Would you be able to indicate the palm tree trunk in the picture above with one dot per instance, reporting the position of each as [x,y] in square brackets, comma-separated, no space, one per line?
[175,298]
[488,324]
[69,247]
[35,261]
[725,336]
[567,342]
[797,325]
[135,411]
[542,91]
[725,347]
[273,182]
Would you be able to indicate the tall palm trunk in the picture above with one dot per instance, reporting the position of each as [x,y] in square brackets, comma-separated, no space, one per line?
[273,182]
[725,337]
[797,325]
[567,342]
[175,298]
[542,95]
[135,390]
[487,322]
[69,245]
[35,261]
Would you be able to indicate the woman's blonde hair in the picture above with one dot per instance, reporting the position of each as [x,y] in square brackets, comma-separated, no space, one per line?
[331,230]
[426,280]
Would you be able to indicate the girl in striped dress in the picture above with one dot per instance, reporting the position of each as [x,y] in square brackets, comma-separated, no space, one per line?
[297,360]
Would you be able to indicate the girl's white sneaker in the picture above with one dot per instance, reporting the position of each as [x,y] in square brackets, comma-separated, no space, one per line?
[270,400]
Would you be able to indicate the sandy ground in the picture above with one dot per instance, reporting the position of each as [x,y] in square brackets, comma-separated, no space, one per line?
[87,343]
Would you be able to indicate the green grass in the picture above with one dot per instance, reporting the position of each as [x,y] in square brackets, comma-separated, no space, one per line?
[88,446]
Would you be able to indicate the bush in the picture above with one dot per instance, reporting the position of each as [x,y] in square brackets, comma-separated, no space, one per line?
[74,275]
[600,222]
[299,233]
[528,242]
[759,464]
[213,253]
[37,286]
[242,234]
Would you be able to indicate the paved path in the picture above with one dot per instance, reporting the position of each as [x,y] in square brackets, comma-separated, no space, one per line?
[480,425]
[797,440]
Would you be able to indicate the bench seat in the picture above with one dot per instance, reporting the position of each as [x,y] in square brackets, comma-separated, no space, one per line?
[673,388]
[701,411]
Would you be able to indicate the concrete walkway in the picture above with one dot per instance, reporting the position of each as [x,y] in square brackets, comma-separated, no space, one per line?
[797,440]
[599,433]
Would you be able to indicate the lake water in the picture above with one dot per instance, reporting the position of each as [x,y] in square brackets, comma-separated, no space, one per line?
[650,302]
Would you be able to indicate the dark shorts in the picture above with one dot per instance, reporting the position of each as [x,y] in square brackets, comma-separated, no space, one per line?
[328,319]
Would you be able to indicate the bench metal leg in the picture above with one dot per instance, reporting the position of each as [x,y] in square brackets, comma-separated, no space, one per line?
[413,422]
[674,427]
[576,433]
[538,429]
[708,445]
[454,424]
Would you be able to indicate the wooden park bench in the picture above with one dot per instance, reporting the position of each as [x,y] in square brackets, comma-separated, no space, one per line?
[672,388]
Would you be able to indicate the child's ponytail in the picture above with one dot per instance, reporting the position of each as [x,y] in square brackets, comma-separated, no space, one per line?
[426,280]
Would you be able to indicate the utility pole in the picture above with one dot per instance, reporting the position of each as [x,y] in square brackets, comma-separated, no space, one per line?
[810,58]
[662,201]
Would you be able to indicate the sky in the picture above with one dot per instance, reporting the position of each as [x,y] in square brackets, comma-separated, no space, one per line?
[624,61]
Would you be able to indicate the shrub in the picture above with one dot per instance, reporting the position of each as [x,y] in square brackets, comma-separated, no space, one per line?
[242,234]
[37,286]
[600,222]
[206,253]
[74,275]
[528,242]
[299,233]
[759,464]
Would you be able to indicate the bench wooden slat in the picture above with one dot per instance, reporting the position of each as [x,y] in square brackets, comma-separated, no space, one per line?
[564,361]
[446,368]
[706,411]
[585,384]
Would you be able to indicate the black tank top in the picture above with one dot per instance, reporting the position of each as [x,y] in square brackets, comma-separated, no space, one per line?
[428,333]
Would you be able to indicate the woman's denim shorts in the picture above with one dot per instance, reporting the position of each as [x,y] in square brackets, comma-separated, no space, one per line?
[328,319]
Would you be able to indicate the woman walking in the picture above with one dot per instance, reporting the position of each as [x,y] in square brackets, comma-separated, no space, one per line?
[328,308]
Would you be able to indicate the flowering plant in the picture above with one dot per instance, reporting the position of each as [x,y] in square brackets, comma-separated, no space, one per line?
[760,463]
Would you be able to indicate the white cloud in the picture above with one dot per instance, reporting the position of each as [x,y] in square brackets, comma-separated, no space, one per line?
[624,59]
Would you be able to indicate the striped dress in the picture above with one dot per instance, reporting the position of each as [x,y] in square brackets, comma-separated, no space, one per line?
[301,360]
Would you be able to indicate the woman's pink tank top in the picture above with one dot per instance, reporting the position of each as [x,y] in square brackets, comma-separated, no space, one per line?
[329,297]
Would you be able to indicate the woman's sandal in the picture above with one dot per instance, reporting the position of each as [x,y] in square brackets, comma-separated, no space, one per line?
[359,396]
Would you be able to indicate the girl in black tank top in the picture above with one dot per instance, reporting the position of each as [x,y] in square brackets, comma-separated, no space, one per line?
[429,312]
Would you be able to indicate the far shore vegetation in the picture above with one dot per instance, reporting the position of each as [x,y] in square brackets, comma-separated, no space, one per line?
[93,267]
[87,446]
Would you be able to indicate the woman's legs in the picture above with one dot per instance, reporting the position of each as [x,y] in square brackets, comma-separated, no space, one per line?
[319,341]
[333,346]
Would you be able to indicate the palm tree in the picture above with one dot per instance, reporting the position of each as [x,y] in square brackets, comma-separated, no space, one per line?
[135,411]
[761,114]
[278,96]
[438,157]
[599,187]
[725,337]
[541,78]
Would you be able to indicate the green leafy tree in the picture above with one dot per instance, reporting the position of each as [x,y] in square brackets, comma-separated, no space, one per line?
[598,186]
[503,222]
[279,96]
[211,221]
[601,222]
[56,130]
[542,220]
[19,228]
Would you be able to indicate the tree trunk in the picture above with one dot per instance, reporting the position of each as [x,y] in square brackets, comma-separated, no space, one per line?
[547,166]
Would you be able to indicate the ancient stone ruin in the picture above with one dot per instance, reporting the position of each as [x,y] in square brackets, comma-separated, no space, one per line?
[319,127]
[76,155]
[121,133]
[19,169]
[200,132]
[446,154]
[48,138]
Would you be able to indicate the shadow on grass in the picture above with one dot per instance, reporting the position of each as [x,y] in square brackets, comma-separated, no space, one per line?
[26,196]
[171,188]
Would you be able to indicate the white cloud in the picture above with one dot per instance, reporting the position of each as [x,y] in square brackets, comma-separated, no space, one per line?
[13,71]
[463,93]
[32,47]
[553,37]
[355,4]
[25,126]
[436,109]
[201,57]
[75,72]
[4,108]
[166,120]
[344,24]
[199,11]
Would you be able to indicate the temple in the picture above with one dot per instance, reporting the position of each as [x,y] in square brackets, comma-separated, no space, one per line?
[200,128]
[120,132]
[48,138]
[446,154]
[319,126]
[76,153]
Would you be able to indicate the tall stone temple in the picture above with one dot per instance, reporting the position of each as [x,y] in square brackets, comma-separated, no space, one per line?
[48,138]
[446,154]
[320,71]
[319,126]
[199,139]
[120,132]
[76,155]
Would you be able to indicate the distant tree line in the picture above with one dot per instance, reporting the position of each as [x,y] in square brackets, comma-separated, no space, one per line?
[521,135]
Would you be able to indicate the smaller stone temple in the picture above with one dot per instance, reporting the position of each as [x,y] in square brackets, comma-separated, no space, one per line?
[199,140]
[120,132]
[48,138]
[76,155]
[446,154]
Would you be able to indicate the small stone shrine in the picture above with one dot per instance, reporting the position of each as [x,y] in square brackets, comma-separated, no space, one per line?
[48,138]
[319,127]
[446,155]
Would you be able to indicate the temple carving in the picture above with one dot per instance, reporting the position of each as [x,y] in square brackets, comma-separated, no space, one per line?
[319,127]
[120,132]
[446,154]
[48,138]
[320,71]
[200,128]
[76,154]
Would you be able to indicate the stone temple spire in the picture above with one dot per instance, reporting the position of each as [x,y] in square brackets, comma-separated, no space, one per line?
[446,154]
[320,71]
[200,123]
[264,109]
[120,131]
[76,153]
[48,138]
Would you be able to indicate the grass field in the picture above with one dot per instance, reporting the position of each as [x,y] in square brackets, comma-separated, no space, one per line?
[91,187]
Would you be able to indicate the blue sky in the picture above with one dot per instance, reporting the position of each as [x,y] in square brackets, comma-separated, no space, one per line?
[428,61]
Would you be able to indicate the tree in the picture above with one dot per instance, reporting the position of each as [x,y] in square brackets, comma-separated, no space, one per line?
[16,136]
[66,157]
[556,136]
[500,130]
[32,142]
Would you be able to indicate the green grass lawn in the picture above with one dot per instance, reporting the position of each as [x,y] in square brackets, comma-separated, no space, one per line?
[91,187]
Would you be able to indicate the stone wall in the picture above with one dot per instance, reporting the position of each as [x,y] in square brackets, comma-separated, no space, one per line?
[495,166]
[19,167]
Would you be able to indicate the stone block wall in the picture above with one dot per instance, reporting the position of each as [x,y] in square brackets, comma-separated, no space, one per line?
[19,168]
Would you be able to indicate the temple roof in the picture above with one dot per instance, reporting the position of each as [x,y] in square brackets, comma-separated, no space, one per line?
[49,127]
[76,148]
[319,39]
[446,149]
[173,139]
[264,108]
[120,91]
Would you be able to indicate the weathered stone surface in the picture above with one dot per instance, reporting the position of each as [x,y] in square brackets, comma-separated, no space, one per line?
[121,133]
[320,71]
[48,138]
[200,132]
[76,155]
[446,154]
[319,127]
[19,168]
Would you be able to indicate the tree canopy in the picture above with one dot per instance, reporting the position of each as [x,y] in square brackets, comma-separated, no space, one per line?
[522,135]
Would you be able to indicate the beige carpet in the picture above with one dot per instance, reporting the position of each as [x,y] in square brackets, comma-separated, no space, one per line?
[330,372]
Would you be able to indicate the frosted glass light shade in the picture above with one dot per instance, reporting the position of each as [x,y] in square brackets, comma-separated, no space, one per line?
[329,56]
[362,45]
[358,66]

********************

Task prompt: Render the records as a Markdown table with the columns Row and Line, starting with the line that contains "Would you be able to indicate the beige" and going on through the last line of the records. Leave out any blank lines.

Result:
| Row | Line |
|---|---|
| 1 | Would you be able to indicate the beige carpet in the picture above with one dot per instance, reporting the position of each as [x,y] in square brackets, comma-separated, no space, one per line? |
| 2 | [330,372] |
| 3 | Would you be able to indicate the frosted glass light shade in the picture above with one dot per instance, reporting the position of each as [x,y] in square brackets, comma-separated, no space, one per line? |
| 4 | [329,56] |
| 5 | [362,45] |
| 6 | [358,66] |